Rewrite the material below, replacing "pixel coordinates" with "image coordinates" and leaving everything else as it is. Omit the pictures from your answer.
* * * * *
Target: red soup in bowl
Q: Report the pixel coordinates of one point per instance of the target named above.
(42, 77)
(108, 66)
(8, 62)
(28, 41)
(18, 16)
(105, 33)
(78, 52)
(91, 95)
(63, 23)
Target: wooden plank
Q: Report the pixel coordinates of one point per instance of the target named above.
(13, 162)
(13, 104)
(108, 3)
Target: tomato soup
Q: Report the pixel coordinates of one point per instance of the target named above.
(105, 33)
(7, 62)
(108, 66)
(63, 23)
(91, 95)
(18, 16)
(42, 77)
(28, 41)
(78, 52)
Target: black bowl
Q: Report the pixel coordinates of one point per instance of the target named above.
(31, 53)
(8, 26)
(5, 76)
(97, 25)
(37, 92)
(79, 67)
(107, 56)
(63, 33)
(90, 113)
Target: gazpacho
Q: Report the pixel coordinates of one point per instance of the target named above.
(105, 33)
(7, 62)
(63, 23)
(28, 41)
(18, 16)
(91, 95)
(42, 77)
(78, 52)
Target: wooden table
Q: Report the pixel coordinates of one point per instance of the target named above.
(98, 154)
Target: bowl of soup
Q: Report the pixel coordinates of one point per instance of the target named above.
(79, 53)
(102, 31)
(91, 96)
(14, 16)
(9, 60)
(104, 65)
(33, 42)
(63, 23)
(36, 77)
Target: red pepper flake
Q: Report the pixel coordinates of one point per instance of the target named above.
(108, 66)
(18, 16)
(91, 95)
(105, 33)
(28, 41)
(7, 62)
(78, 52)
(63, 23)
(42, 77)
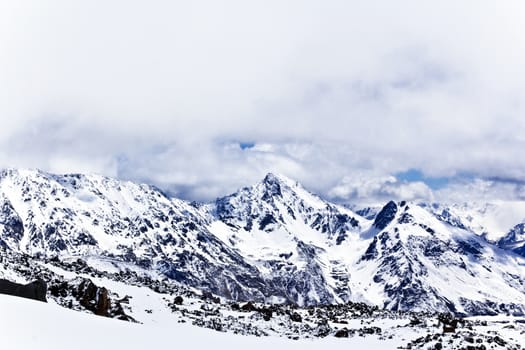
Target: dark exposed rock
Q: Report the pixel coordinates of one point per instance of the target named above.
(296, 317)
(35, 290)
(385, 216)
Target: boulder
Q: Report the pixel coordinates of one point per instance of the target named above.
(36, 290)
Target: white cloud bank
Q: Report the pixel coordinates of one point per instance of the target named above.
(163, 91)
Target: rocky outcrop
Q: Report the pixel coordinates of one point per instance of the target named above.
(35, 290)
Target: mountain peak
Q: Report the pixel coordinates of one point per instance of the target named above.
(386, 215)
(272, 178)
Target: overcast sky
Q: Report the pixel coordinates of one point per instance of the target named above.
(355, 99)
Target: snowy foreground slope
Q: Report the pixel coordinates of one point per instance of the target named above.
(273, 242)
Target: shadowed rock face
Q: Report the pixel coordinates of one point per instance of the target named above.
(35, 290)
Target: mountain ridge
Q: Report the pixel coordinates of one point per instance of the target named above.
(272, 242)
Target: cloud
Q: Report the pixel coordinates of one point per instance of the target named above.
(166, 92)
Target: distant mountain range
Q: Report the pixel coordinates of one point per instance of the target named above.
(276, 242)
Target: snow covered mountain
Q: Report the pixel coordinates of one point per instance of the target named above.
(271, 242)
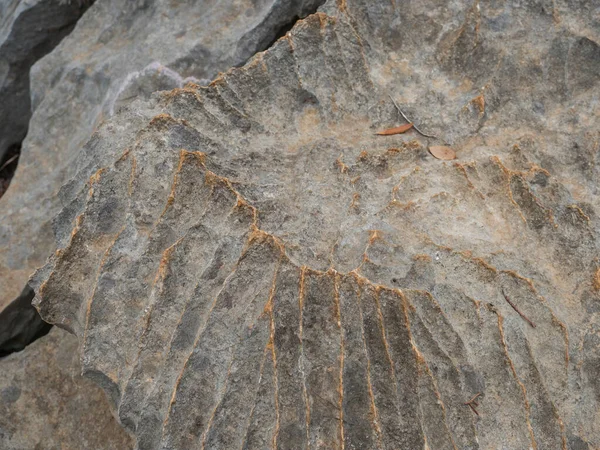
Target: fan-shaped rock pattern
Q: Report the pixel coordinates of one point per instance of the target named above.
(118, 51)
(255, 268)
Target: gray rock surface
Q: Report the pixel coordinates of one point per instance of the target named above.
(45, 403)
(119, 50)
(248, 265)
(28, 31)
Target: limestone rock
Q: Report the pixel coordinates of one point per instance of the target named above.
(28, 31)
(45, 403)
(118, 51)
(248, 265)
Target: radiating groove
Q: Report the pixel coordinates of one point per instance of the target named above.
(519, 382)
(374, 410)
(204, 373)
(341, 357)
(246, 441)
(301, 295)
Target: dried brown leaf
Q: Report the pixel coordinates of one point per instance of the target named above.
(442, 152)
(396, 130)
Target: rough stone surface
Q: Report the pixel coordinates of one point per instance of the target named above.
(119, 50)
(45, 403)
(21, 324)
(248, 265)
(28, 31)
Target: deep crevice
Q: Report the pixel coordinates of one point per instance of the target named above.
(8, 166)
(275, 25)
(281, 31)
(21, 324)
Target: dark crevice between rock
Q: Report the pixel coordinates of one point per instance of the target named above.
(34, 33)
(20, 324)
(275, 25)
(8, 165)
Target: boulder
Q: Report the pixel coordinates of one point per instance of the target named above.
(249, 265)
(118, 51)
(45, 403)
(28, 31)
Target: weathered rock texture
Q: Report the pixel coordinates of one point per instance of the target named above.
(119, 51)
(248, 266)
(45, 403)
(28, 31)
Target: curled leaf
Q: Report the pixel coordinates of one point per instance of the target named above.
(396, 130)
(442, 152)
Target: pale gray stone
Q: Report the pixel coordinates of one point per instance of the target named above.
(248, 265)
* * * * *
* _Completed exercise_:
Target: red soup in bowl
Q: Report the image coordinates of one point per instance of the target named above.
(42, 77)
(108, 66)
(8, 62)
(28, 41)
(18, 16)
(105, 33)
(78, 52)
(91, 95)
(63, 23)
Target: wooden plank
Q: Report the image coordinates of one point per instance of the target named above.
(13, 162)
(13, 104)
(108, 3)
Target: tomato soup
Q: Report the image coordinates of one point per instance of the target named above.
(105, 33)
(7, 62)
(108, 66)
(63, 23)
(91, 95)
(18, 16)
(42, 77)
(28, 41)
(78, 52)
Target: black bowl
Q: Report the image coordinates of one point per instance of the target named above.
(31, 53)
(8, 26)
(5, 76)
(97, 25)
(37, 92)
(79, 67)
(107, 56)
(63, 33)
(90, 113)
Target: gazpacho
Q: Report the image coordinates of one point per instance of the target named above.
(105, 33)
(7, 62)
(63, 23)
(28, 41)
(18, 16)
(91, 95)
(42, 77)
(78, 52)
Target: wooden table
Q: Report the image coordinates of one point per instance of the target named above.
(98, 154)
Target: bowl of soup
Q: Report the image coordinates of one point per instance of the target named above.
(79, 53)
(102, 31)
(91, 96)
(14, 16)
(9, 60)
(104, 65)
(33, 42)
(63, 23)
(36, 77)
Target: red pepper flake
Q: Report the image coordinates of one point per instance of the target named above.
(108, 66)
(18, 16)
(91, 95)
(105, 33)
(28, 41)
(7, 62)
(78, 52)
(63, 23)
(42, 77)
Target: dark exposed rock
Q: Report the image coordinates of one point per instance of the target named above.
(296, 317)
(35, 290)
(385, 216)
Target: boulder
Q: Report the image coordinates of one point per instance of the target named above.
(36, 290)
Target: white cloud bank
Q: Report the image coordinates of one point per instance of the target named above.
(163, 91)
Target: rocky outcrop
Q: Report the image coordinates of one point per instance of the target named above.
(35, 290)
Target: mountain peak
Q: Report the image coordinates of one point per instance of the target named above.
(386, 215)
(272, 178)
Target: overcast sky
Q: Report the image coordinates of one point per instance of the target named above.
(355, 99)
Target: snowy foreground slope
Q: Report the image coordinates of one point per instance of the target named above.
(273, 242)
Target: shadowed rock face
Q: Report the image coordinates of one point per instance of the target named above.
(35, 290)
Target: mountain ridge
Q: Report the image coordinates of one point per instance of the target named above.
(272, 242)
Target: cloud
Q: Report the image coordinates of one point per instance of the target named above.
(166, 92)
Target: distant mountain range
Q: Report the image coordinates of one point per instance of the target named above.
(276, 242)
Target: snow covered mountain
Q: Report the image coordinates of one point per instance of the target named above.
(271, 242)
Target: fan-shaped rock pattern
Q: Report the image coordinates of one point per instance of the target named above.
(118, 51)
(255, 268)
Target: gray rock surface
Q: Report the image coordinates of one point per instance of the target named above.
(45, 403)
(119, 50)
(248, 265)
(28, 31)
Target: limestone rock
Q: Report the image coordinates of one point per instance of the target named above.
(28, 31)
(45, 403)
(118, 51)
(248, 265)
Target: radiating groove
Q: Report the image coordinates of one point per instance of the target named above.
(519, 382)
(374, 410)
(204, 373)
(341, 357)
(246, 441)
(301, 295)
Target: dried brown leaf
Q: Report the image coordinates of one point per instance of the target named above.
(442, 152)
(396, 130)
Target: rough stone surface
Q: Report the image coordinates of one point per instance of the target named above.
(119, 50)
(45, 403)
(21, 324)
(248, 265)
(28, 31)
Target: deep crevice
Q: Report the image coordinates of one point per instance of the target named above.
(8, 166)
(275, 25)
(281, 31)
(21, 324)
Target: dark crevice between rock
Q: Report the image coordinates of one point per instance of the target named above.
(34, 33)
(20, 324)
(275, 25)
(8, 165)
Target: boulder
Q: Report the image coordinates of one point per instance of the target named above.
(249, 265)
(118, 51)
(45, 403)
(28, 31)
Target: weathered rock texture
Q: Report the image coordinates of one point per instance of the target named above.
(119, 51)
(248, 266)
(45, 403)
(28, 31)
Target: curled leaf
Q: Report the image coordinates of one point per instance of the target named above.
(396, 130)
(442, 152)
Target: pale gray stone
Q: Report the image coordinates of one point per instance of the target named above.
(248, 265)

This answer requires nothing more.